------ DATASET RECORDS ------
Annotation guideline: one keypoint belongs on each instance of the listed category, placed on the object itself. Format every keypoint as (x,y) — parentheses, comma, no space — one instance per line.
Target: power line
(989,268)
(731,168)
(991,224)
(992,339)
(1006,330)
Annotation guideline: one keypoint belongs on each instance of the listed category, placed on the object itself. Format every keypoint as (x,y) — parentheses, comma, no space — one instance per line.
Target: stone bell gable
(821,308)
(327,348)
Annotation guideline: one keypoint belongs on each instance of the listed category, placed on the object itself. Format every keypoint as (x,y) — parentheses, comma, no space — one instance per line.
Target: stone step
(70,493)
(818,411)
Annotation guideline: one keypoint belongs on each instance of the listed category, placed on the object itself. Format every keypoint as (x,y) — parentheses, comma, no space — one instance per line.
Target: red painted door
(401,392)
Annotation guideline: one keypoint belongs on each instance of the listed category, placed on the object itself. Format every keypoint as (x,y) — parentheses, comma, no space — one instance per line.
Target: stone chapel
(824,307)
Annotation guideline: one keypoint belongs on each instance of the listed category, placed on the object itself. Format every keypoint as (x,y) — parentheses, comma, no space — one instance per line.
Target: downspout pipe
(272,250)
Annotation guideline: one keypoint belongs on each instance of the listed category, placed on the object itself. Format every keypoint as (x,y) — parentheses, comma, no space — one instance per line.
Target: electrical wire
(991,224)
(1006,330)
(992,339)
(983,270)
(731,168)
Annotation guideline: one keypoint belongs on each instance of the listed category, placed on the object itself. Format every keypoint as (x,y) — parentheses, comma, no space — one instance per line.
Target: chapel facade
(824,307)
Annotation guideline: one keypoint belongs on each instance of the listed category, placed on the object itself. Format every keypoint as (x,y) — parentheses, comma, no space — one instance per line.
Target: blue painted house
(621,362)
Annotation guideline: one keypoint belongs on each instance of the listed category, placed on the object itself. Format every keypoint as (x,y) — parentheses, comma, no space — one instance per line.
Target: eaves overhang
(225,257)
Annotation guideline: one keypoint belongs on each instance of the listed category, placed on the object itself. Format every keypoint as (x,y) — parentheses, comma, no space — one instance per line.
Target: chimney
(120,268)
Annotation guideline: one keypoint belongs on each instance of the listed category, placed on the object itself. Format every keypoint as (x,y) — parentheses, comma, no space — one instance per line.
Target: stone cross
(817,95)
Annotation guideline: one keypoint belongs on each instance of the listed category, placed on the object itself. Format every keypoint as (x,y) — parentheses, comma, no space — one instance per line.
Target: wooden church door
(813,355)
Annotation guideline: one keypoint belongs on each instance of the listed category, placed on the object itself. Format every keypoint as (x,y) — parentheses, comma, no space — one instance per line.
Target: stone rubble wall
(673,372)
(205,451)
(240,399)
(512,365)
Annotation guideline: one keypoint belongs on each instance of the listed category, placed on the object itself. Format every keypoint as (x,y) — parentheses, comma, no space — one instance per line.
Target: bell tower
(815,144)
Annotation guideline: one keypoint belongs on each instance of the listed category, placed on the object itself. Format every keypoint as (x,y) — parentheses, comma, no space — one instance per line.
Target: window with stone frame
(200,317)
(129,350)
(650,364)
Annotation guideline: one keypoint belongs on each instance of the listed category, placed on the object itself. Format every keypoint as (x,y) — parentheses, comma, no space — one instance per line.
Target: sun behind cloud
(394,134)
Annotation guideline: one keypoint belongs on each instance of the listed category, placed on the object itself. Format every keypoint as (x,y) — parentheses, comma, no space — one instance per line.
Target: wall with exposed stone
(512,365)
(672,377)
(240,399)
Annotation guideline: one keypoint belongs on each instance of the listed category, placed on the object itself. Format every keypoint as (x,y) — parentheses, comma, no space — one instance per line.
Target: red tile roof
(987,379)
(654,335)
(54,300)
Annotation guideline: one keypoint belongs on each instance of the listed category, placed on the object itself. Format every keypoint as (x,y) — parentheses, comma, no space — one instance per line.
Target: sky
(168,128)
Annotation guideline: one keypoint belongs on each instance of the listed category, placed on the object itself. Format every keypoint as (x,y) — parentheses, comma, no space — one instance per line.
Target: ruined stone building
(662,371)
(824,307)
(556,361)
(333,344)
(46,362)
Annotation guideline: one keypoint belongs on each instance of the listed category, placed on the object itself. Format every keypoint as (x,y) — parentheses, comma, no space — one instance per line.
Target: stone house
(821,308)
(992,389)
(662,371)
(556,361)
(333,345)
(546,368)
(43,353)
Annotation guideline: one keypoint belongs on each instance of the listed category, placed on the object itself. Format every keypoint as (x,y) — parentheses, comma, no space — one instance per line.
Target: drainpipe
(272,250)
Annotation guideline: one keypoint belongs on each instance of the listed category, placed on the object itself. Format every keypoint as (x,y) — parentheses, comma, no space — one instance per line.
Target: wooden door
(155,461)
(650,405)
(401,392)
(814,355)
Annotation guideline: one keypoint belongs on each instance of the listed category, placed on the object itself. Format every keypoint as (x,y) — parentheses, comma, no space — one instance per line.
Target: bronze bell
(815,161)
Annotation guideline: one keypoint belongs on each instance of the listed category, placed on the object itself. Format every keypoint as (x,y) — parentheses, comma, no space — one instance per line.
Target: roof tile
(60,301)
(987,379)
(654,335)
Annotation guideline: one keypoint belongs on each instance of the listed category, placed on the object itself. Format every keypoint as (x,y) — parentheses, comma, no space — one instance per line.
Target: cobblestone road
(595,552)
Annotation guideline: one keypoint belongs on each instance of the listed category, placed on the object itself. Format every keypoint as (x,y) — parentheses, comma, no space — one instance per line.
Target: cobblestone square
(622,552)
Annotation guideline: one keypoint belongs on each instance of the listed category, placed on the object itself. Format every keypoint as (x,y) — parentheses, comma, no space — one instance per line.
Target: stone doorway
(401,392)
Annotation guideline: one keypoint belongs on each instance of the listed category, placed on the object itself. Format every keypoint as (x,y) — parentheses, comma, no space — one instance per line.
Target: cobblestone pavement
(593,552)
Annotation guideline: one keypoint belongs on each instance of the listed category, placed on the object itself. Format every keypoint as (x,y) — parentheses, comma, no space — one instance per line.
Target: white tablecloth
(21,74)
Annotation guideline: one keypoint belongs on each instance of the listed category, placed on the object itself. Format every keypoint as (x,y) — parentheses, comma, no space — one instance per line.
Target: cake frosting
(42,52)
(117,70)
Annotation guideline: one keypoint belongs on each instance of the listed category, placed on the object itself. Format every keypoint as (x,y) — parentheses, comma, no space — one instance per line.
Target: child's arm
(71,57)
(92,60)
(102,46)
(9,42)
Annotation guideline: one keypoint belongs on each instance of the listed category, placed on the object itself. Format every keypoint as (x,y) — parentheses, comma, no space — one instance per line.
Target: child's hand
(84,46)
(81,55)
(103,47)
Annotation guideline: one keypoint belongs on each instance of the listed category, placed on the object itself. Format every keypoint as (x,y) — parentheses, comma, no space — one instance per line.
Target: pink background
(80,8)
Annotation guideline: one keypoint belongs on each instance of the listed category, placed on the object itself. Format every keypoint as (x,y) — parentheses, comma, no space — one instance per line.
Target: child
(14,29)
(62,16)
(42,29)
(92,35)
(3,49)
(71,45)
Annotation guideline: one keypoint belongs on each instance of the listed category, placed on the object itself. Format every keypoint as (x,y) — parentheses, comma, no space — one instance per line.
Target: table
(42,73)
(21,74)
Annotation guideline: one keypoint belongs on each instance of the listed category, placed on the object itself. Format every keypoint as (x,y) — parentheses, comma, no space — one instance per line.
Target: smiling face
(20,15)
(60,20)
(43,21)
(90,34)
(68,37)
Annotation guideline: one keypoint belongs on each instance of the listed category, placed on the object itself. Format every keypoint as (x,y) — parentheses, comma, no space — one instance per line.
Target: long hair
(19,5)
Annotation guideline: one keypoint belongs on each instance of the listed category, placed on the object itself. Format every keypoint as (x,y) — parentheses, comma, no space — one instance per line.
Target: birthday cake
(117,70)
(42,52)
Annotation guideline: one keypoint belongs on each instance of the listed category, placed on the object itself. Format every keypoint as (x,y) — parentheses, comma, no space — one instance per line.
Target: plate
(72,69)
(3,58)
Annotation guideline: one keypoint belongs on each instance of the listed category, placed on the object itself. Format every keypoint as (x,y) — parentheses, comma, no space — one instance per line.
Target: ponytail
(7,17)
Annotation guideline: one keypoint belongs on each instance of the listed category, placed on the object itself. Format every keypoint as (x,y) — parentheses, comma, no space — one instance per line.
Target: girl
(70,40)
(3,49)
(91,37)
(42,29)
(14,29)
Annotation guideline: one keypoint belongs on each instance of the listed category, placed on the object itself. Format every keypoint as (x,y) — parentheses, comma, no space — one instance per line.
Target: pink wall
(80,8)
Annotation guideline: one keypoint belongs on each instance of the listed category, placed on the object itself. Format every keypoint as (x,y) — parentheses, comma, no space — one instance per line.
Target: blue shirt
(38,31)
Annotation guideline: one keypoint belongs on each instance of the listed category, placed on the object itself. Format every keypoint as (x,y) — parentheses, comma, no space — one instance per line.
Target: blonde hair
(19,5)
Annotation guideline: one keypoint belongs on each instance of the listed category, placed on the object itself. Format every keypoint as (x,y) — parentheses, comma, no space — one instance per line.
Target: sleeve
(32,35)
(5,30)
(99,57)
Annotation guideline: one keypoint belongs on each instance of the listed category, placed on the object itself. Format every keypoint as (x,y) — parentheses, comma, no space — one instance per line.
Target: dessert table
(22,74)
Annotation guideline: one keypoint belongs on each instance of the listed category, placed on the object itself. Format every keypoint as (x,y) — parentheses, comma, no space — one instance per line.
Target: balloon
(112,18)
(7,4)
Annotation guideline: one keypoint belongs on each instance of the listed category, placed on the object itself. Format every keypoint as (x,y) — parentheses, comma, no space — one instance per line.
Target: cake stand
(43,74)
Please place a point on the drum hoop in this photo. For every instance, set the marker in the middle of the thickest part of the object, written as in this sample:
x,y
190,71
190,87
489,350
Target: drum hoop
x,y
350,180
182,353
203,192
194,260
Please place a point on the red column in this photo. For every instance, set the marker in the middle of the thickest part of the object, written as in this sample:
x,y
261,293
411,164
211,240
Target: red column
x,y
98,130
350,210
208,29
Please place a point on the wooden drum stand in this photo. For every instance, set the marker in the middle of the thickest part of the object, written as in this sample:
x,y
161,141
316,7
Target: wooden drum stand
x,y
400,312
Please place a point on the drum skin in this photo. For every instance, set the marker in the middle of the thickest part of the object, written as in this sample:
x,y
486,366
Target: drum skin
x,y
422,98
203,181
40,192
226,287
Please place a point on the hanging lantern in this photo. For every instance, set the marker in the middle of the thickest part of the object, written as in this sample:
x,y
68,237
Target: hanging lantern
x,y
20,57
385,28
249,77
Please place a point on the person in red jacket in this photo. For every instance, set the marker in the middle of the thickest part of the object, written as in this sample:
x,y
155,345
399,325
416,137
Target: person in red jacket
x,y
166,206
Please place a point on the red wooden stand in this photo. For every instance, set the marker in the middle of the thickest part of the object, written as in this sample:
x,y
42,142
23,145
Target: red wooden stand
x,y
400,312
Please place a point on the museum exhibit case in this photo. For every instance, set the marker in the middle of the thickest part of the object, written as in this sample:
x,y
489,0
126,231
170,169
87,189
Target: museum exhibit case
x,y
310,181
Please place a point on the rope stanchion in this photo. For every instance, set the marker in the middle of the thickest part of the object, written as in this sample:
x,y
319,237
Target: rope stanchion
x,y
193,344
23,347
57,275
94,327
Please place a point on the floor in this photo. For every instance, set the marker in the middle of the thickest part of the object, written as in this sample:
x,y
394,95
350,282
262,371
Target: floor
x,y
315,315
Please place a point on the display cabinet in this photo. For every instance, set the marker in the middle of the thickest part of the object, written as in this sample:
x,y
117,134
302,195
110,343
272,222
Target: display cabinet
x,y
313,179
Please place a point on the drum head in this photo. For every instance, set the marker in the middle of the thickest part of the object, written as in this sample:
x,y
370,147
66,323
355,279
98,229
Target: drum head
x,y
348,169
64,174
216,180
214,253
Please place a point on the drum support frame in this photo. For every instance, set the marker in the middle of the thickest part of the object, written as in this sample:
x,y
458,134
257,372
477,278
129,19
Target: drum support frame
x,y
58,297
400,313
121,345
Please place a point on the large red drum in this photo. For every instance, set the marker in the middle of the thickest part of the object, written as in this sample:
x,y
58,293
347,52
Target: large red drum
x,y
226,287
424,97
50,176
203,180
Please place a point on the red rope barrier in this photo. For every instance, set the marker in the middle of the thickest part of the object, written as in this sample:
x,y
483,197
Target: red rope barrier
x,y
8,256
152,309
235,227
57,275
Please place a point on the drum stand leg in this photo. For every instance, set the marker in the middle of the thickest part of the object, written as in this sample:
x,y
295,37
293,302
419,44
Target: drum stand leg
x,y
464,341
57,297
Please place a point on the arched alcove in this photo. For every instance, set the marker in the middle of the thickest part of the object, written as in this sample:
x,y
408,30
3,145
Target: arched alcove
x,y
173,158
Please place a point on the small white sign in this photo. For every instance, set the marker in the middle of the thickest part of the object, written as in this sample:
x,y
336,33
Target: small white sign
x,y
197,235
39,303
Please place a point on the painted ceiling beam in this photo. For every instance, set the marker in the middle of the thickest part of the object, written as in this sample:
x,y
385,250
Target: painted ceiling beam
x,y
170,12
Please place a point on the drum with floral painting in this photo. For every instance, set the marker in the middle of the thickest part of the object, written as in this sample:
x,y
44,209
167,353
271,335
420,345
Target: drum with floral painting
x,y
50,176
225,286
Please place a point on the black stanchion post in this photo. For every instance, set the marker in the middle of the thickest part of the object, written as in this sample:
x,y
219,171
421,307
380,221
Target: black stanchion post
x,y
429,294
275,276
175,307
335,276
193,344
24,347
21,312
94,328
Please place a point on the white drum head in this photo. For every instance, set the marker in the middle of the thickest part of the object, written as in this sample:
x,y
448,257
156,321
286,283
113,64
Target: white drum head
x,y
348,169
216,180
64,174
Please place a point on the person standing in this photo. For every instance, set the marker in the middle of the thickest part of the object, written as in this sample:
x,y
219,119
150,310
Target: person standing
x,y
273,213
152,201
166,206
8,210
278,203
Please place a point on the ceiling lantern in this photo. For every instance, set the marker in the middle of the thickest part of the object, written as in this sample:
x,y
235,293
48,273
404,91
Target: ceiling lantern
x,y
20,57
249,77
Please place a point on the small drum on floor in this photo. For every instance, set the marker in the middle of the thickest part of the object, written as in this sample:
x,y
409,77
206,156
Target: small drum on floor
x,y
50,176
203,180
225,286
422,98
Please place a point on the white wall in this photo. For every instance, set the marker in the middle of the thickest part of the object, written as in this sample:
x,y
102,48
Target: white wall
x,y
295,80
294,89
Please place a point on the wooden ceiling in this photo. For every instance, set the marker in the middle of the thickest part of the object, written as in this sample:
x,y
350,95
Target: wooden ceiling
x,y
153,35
------
**ACTIVITY**
Write the lines out again exactly, from the one containing "Please place a point on the wooden ceiling" through the last line of the records, and include no other lines.

**REPLY**
Please place a point on the wooden ceiling in this photo. For every instance, set the marker in the middle of the thickest part of the object, written as in this sample:
x,y
350,95
Target: wooden ceiling
x,y
153,35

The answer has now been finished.